_WRITTEN TASK:_
Convert every line of the records that follow into a JSON list of strings, one string per line, with blank lines left out.

---- DATA RECORDS

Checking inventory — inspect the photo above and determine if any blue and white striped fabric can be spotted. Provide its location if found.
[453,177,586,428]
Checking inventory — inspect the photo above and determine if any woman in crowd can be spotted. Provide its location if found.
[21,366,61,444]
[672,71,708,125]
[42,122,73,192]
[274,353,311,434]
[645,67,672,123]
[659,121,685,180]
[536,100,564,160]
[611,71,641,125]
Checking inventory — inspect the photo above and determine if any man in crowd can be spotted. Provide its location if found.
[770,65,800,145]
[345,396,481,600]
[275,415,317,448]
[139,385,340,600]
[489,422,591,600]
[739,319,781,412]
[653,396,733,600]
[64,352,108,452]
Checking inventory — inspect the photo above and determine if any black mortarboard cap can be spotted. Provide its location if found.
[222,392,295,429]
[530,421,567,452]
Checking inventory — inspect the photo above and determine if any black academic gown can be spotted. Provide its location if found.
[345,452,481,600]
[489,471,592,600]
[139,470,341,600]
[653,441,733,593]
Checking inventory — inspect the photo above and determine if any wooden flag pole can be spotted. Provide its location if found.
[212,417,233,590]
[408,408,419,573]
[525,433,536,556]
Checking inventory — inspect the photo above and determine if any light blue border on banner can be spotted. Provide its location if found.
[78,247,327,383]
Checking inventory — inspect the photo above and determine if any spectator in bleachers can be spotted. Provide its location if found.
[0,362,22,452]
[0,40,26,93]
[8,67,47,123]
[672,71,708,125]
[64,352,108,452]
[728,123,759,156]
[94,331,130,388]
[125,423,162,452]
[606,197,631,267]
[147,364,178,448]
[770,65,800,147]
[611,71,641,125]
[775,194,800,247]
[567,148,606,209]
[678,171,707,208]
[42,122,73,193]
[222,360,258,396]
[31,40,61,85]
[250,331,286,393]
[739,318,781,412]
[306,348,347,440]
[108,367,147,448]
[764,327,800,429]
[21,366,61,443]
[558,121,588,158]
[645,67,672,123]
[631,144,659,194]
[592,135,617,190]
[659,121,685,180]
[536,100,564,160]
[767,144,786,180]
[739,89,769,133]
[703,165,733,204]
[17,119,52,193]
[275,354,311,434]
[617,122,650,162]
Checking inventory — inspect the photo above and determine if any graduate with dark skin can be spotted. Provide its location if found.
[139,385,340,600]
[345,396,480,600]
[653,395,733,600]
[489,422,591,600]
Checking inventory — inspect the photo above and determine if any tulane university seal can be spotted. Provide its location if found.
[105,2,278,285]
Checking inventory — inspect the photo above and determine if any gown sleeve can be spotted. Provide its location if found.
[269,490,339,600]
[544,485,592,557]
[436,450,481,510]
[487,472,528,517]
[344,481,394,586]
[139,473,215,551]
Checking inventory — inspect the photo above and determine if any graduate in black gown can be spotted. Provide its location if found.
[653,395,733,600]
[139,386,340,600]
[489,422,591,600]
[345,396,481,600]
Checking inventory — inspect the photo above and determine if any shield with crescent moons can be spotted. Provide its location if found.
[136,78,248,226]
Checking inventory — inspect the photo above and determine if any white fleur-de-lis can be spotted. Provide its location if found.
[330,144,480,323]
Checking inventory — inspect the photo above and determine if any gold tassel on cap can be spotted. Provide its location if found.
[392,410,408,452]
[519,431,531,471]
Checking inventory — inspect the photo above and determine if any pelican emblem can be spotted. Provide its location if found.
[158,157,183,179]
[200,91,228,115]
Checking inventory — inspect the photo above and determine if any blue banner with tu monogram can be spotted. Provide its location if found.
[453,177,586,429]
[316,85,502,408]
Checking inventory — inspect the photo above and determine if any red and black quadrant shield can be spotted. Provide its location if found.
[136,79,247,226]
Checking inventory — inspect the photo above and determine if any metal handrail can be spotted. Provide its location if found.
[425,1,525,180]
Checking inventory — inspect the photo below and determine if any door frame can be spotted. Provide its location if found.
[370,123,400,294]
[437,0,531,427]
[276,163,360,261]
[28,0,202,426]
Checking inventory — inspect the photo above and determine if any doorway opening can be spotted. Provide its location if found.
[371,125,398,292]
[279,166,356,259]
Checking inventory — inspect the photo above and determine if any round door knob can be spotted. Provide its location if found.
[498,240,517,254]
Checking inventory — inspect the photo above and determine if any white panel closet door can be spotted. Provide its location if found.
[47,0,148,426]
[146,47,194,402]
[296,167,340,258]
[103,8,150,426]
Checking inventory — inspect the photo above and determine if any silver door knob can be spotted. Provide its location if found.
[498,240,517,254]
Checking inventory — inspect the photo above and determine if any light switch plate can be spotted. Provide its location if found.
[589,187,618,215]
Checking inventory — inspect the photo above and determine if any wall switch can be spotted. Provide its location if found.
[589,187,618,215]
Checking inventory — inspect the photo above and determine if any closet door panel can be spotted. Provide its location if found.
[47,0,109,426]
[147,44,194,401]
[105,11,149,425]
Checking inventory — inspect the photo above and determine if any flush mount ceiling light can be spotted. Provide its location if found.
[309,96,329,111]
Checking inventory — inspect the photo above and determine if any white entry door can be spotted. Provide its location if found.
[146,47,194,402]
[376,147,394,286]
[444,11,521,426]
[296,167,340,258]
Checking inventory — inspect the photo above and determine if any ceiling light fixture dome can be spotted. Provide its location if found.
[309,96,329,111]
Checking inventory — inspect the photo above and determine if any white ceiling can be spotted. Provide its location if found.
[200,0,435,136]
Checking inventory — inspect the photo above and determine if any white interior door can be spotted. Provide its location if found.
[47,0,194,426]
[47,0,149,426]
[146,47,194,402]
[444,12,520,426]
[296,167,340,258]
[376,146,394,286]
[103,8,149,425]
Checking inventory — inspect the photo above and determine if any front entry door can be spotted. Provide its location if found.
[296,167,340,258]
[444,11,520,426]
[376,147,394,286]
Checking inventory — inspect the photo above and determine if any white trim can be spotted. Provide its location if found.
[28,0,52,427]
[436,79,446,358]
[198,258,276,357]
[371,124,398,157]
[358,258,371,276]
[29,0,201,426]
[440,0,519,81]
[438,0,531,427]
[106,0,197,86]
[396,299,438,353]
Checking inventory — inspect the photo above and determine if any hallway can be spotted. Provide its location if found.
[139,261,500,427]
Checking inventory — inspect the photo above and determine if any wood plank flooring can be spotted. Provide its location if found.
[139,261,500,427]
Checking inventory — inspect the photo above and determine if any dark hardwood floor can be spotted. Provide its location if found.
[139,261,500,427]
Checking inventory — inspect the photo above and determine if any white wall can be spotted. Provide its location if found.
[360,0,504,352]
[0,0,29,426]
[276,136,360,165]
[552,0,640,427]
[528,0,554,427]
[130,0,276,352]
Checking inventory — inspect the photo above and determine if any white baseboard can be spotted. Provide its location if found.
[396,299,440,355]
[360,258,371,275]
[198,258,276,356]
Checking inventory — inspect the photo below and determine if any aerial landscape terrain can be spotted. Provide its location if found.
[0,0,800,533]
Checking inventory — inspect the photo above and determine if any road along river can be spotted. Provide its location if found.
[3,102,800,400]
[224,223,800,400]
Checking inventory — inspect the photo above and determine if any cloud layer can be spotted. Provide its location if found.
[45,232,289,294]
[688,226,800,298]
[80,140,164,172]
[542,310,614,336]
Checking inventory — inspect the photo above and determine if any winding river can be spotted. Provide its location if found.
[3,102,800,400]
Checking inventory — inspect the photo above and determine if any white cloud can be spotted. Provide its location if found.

--------

_OUTPUT OF THE EXERCISE:_
[
  "Checking inventory — inspect the photo above and determine if any blue and white striped fabric can be spotted. Provide its location if found.",
  "[453,177,586,428]",
  "Checking inventory — inspect the photo above and determine if any woman in crowd can be spotted. Provide its location if found.",
  "[21,366,61,444]",
  "[672,71,708,125]",
  "[42,122,73,192]",
  "[274,353,311,434]",
  "[645,67,672,123]",
  "[659,121,685,180]",
  "[536,100,564,160]",
  "[611,71,641,125]",
  "Checking inventory — inspect the photo above and determine if any man in crowd can be spotted. Provide its location if found.",
  "[770,65,800,145]",
  "[345,396,481,600]",
  "[275,415,317,448]",
  "[139,385,340,600]",
  "[489,422,591,600]",
  "[739,319,781,412]",
  "[653,396,733,600]",
  "[64,352,108,452]",
  "Checking inventory — inspect the photo above and determine if any black mortarboard cap can be spotted. Provide its location if found.",
  "[222,392,295,429]",
  "[530,421,567,452]",
  "Checking inventory — inspect the photo above and determine if any black academic gown can be spotted. Provide its location if found.",
  "[345,452,481,600]",
  "[489,471,592,600]",
  "[139,470,341,600]",
  "[653,441,733,593]",
  "Checking inventory — inspect the photo above and determine if any wooden flag pole can be spotted. Provide its location if found.",
  "[212,417,233,590]",
  "[408,408,419,573]",
  "[525,433,536,556]",
  "Checking inventory — inspect the photo above and determine if any light blue border on banner can be spotted. Provide its location if found.",
  "[78,247,327,383]",
  "Checking inventory — inspect the photo above and determine if any spectator in bleachers can be spotted. Provide its location if found.",
  "[0,362,22,452]",
  "[0,40,26,93]",
  "[8,67,47,123]",
  "[672,71,708,125]",
  "[64,352,108,452]",
  "[728,123,759,156]",
  "[94,331,130,388]",
  "[125,423,162,452]",
  "[606,197,631,267]",
  "[147,364,178,448]",
  "[770,65,800,147]",
  "[611,71,641,125]",
  "[775,194,800,247]",
  "[567,148,606,209]",
  "[678,171,707,208]",
  "[42,122,73,193]",
  "[222,360,258,396]",
  "[31,40,61,85]",
  "[250,331,286,393]",
  "[739,318,781,412]",
  "[306,348,347,440]",
  "[108,367,147,448]",
  "[764,327,800,429]",
  "[21,366,61,443]",
  "[558,121,588,158]",
  "[645,67,672,123]",
  "[631,144,659,194]",
  "[592,135,617,190]",
  "[659,121,685,180]",
  "[536,100,564,160]",
  "[767,144,786,180]",
  "[739,89,769,133]",
  "[703,165,733,204]",
  "[17,119,52,193]",
  "[275,354,311,434]",
  "[617,122,650,162]",
  "Checking inventory — inspect the photo above and determine if any graduate with dark skin can be spotted. Provide its location if found.",
  "[139,385,340,600]",
  "[345,396,480,600]",
  "[653,395,733,600]",
  "[489,422,591,600]",
  "Checking inventory — inspect the photo above and determine if any tulane university seal can be spotted. Provide its location if found.",
  "[105,2,278,285]",
  "Checking inventory — inspect the photo above and determine if any gown sleeve can be spotted. Provide its location if found.",
  "[269,490,339,600]",
  "[544,485,592,557]",
  "[436,450,481,510]",
  "[487,472,528,517]",
  "[344,481,394,586]",
  "[139,473,215,551]",
  "Checking inventory — inspect the photo above and determine if any graduate in black gown can be spotted. Provide its location if found.",
  "[653,395,733,600]",
  "[139,386,340,600]",
  "[489,422,591,600]",
  "[345,396,481,600]",
  "Checking inventory — inspect the photo above and determine if any shield with crescent moons can be spotted. Provide its location if found.",
  "[136,78,248,226]",
  "Checking inventory — inspect the photo above and determine if any white fleur-de-lis can be spotted. Provide its location if found.",
  "[330,144,480,323]",
  "Checking inventory — inspect the photo above and determine if any gold tassel on cap can be spotted. Provide its location if found.",
  "[392,410,408,452]",
  "[519,431,531,471]",
  "Checking inventory — inspect the photo above and determine if any pelican emblem can be spotted. Provide its location if found.",
  "[158,157,183,179]",
  "[200,91,228,115]",
  "Checking inventory — inspect the photo above and determine if any blue banner with tu monogram can be spotted. Provide its location if found.",
  "[453,177,586,429]",
  "[316,85,502,408]",
  "Checking inventory — inspect the photo above and determine if any red and black quadrant shield can be spotted. Provide its location if found.",
  "[136,79,247,226]",
  "Checking inventory — inspect the photo above and determine if any metal handrail can be spotted. Provide its location if found.",
  "[425,1,525,180]",
  "Checking inventory — inspect the photo below and determine if any door frame can be spotted. Provide its location if found.",
  "[370,123,400,294]",
  "[437,0,531,427]",
  "[276,163,360,261]",
  "[28,0,202,426]",
  "Checking inventory — inspect the photo above and determine if any doorway opening can be spotted. Provide its location if found.",
  "[371,125,398,292]",
  "[279,166,356,259]",
  "Checking inventory — inspect the photo above and determine if any round door knob can be spotted. Provide its location if found.",
  "[498,240,517,254]",
  "Checking inventory — inspect the photo above and determine if any white panel closet door can be spotted. Provide its location if found.",
  "[47,0,148,426]",
  "[146,47,194,402]",
  "[296,167,340,258]",
  "[103,8,150,426]",
  "Checking inventory — inspect the photo above and determine if any silver door knob can be spotted. Provide its location if found.",
  "[498,240,517,254]",
  "Checking inventory — inspect the photo above and determine if any light switch plate can be spotted. Provide its location if found.",
  "[589,187,618,215]",
  "Checking inventory — inspect the photo above and determine if any wall switch can be spotted. Provide its location if found.",
  "[589,187,618,215]",
  "Checking inventory — inspect the photo above and determine if any closet door panel can be spotted. Provide its location if found.",
  "[47,0,109,426]",
  "[147,44,194,401]",
  "[105,11,149,425]",
  "Checking inventory — inspect the photo above and determine if any flush mount ceiling light can be spotted. Provide its location if found.",
  "[309,96,329,111]",
  "Checking inventory — inspect the photo above and determine if any white entry door can be spotted. Provide its location if found.",
  "[146,47,194,402]",
  "[376,147,394,286]",
  "[444,11,521,426]",
  "[296,167,340,258]",
  "Checking inventory — inspect the photo above and determine if any ceiling light fixture dome can be spotted. Provide its location if found.",
  "[309,96,329,111]",
  "Checking inventory — inspect the photo above and determine if any white ceiling can be spotted. Provide its location if found.",
  "[200,0,435,136]",
  "Checking inventory — inspect the photo above and determine if any white interior door can be spotted. Provide its location if found.",
  "[47,0,194,426]",
  "[47,0,149,426]",
  "[146,47,194,402]",
  "[444,12,520,426]",
  "[296,167,340,258]",
  "[376,146,394,286]",
  "[103,8,149,425]",
  "Checking inventory — inspect the photo above and determine if any front entry door can be spotted. Provide its location if found.",
  "[296,167,340,258]",
  "[444,11,520,426]",
  "[376,147,394,286]",
  "Checking inventory — inspect the photo above and determine if any white trim can be spotted. Provide its location if found.",
  "[28,0,52,427]",
  "[436,79,446,358]",
  "[198,258,276,357]",
  "[371,124,398,157]",
  "[358,258,371,276]",
  "[29,0,201,426]",
  "[440,0,519,81]",
  "[438,0,531,427]",
  "[106,0,197,86]",
  "[396,299,438,353]",
  "Checking inventory — inspect the photo above and determine if any hallway can be spotted. Provide its location if found.",
  "[139,261,500,427]",
  "Checking inventory — inspect the photo above and determine if any wood plank flooring can be spotted. Provide its location if found.",
  "[139,261,500,427]",
  "Checking inventory — inspect the photo above and determine if any dark hardwood floor can be spotted. Provide its location if found.",
  "[139,261,500,427]",
  "Checking inventory — inspect the photo above and determine if any white wall can be spotted. Provide its location if found.",
  "[360,0,504,352]",
  "[0,0,29,426]",
  "[276,136,360,165]",
  "[552,0,640,427]",
  "[528,0,554,427]",
  "[130,0,276,352]",
  "Checking inventory — inspect the photo above and determine if any white baseboard can be spotted. Provide its location if found.",
  "[396,299,440,355]",
  "[360,258,371,275]",
  "[198,258,276,356]",
  "Checking inventory — inspect the photo below and determine if any aerial landscape terrain can be spotted. Provide its location if found.",
  "[0,0,800,533]",
  "Checking inventory — inspect the photo above and determine if any road along river can be spotted. Provide its location if found.",
  "[3,102,800,400]",
  "[224,223,800,400]",
  "Checking inventory — inspect the photo above and determine if any cloud layer can be spotted. Provide its location if found.",
  "[45,232,289,294]",
  "[688,226,800,298]",
  "[80,140,164,172]",
  "[542,310,614,336]",
  "Checking inventory — inspect the photo above and determine if any winding river can be spotted. Provide its location if found.",
  "[3,102,800,400]",
  "Checking inventory — inspect the photo above and determine if any white cloud can be spotted. Provide its location if found."
]